* begin SELECTED PASSAGE *

[Mb-civic] Alito may be the worst choice - Robert Kuttner - Boston
Globe Op-Ed
William Swiggard
swiggard at comcast.net
Sun Jan 8 07:15:08 PST 2006
Alito may be the worst choice
By Robert Kuttner | January 8, 2006 | The Boston Globe
AT THIS moment in American history, it would be hard to find a worse
Supreme Court nominee than Samuel A. Alito Jr. His ideology captures
everything extremist about the Bush administration. If confirmed, Alito
would serve as Bush's enabler. He would give Bush effective control of
all three branches of government and the hard-right long-term dominance
of the high court. His confirmation or rejection will depend on the
gumption of the Senate Democratic leadership and independence of a few
Republicans.
Alito, who would replace the moderate Sandra Day O'Connor, has never
hidden his ultra-conservative views. Given the administration claims of
an extra-legal presidency, what's most disturbing is the handy
convergence of Alito's own conception of executive power and that of Bush.

* end SELECTED PASSAGE *
* begin DATA SECTION *

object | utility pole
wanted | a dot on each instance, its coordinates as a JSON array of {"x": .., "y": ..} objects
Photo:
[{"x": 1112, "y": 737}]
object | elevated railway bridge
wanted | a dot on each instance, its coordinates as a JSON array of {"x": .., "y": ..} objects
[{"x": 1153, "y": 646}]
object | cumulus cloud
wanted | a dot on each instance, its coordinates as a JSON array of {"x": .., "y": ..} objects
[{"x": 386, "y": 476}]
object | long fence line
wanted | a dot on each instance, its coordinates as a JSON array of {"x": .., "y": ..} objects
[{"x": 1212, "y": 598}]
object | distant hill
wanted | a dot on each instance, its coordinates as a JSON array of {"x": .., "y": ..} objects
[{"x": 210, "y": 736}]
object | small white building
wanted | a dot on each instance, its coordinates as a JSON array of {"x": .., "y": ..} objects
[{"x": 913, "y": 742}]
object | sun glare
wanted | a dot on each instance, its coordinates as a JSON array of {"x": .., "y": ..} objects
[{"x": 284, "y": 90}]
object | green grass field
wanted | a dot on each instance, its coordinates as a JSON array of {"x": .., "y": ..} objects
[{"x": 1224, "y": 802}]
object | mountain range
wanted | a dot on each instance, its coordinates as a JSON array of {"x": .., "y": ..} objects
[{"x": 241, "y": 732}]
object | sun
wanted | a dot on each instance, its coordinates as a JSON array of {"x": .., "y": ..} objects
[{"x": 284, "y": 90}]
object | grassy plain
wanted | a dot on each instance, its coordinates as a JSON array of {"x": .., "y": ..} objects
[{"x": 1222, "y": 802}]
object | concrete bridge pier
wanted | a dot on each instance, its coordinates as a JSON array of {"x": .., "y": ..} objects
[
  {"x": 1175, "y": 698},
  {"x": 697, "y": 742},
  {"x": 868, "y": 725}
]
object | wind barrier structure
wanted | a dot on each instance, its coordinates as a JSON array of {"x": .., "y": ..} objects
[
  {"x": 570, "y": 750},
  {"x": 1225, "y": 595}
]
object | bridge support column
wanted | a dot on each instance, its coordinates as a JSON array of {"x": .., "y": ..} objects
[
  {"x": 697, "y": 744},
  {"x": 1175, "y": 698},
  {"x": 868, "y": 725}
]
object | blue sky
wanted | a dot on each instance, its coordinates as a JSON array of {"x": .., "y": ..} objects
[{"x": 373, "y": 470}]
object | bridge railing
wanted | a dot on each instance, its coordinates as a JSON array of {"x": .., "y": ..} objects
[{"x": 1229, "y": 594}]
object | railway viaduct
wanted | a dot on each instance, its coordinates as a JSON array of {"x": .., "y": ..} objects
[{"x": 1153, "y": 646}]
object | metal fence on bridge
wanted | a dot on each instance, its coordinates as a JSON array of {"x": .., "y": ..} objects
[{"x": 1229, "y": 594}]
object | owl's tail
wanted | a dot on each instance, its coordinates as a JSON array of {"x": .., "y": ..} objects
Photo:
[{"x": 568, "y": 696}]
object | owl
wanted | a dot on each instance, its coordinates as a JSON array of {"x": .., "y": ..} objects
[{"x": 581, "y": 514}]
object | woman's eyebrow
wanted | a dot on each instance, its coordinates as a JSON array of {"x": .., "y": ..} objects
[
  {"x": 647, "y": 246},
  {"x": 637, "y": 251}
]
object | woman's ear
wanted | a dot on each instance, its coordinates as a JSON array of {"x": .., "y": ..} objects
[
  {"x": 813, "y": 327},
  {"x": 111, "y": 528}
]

* end DATA SECTION *

# TO DO
Quote the op-ed on the Alito nomination in full, word for word. The rows have nothing to do with the op-ed on the Alito nomination.

# ANSWER TO THE PROBLEM
[Mb-civic] Alito may be the worst choice - Robert Kuttner - Boston
Globe Op-Ed
William Swiggard
swiggard at comcast.net
Sun Jan 8 07:15:08 PST 2006
Alito may be the worst choice
By Robert Kuttner | January 8, 2006 | The Boston Globe
AT THIS moment in American history, it would be hard to find a worse
Supreme Court nominee than Samuel A. Alito Jr. His ideology captures
everything extremist about the Bush administration. If confirmed, Alito
would serve as Bush's enabler. He would give Bush effective control of
all three branches of government and the hard-right long-term dominance
of the high court. His confirmation or rejection will depend on the
gumption of the Senate Democratic leadership and independence of a few
Republicans.
Alito, who would replace the moderate Sandra Day O'Connor, has never
hidden his ultra-conservative views. Given the administration claims of
an extra-legal presidency, what's most disturbing is the handy
convergence of Alito's own conception of executive power and that of Bush.